▶ _Written exercise_:
How many of the lines below contain the string "dark" with the same capitalization? Reply with the number only.

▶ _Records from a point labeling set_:
((
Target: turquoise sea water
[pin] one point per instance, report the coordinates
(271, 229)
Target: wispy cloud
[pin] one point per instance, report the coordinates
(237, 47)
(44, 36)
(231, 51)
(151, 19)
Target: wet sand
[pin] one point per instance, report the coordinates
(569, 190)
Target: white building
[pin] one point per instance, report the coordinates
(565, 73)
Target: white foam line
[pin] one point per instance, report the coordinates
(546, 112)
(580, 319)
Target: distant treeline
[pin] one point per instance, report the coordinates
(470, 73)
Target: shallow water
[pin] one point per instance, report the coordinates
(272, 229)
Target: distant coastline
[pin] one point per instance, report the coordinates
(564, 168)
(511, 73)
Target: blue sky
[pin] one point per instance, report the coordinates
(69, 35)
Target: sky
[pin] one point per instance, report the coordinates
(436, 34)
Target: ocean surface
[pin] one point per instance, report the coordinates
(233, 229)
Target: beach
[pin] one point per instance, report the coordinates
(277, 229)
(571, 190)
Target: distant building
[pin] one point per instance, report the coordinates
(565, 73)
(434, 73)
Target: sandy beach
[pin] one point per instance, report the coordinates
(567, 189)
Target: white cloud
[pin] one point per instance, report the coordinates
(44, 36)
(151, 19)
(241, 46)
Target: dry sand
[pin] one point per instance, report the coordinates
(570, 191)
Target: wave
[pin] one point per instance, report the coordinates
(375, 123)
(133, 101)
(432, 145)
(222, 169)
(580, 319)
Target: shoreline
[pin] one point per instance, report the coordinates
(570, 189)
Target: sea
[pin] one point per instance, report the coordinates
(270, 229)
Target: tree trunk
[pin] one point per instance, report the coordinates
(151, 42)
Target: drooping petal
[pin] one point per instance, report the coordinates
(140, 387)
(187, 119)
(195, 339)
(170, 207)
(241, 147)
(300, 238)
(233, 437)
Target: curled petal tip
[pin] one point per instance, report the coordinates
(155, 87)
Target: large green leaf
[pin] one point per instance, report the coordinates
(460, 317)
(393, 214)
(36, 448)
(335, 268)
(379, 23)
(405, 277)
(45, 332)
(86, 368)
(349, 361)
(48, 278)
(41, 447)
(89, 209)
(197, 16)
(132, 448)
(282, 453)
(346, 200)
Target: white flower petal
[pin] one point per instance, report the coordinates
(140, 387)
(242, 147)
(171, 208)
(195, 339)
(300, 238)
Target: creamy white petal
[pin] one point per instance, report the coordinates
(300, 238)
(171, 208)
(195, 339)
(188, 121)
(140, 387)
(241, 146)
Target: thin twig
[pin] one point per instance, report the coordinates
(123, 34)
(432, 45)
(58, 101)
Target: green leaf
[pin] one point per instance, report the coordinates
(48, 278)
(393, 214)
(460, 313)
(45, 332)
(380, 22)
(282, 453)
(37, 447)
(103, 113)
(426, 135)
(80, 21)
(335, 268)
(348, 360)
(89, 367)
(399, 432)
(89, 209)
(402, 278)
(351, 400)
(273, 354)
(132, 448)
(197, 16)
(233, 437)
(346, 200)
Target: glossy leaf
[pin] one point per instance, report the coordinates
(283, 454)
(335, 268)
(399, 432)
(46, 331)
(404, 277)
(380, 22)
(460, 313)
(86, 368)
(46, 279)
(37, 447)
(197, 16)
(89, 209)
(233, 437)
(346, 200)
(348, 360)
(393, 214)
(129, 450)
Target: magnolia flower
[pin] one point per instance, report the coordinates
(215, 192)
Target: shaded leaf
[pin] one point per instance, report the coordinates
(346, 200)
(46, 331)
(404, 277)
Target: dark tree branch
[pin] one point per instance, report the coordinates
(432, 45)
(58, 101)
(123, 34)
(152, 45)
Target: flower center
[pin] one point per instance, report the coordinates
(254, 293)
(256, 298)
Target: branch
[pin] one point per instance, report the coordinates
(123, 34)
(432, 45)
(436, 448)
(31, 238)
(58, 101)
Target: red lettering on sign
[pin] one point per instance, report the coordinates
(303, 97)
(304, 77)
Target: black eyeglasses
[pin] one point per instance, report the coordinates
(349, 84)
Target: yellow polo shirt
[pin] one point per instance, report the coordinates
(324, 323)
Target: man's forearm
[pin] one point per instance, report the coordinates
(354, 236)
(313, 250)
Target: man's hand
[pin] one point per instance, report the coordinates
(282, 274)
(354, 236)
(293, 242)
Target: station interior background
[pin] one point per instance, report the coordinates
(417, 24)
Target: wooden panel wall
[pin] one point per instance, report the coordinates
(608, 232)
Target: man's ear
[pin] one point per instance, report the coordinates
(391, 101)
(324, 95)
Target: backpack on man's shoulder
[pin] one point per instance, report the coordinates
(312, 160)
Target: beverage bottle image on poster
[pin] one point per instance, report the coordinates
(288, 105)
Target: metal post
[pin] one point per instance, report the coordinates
))
((
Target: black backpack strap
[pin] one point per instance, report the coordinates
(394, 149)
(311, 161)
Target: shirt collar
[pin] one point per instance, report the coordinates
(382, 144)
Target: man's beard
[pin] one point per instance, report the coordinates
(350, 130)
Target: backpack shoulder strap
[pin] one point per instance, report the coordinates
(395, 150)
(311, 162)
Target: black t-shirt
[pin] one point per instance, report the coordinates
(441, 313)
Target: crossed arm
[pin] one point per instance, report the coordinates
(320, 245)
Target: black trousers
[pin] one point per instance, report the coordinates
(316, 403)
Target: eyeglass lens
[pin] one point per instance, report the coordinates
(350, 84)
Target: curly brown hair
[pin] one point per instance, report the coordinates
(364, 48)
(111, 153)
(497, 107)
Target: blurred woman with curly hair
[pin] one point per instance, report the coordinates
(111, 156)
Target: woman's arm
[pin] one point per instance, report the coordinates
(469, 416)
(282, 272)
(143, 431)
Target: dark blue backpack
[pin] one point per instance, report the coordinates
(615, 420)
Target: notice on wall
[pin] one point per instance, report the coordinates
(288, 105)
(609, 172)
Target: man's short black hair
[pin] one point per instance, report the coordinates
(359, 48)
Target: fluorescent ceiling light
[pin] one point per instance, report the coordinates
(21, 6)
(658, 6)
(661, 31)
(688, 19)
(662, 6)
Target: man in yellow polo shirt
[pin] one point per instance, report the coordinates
))
▶ _Full output_:
2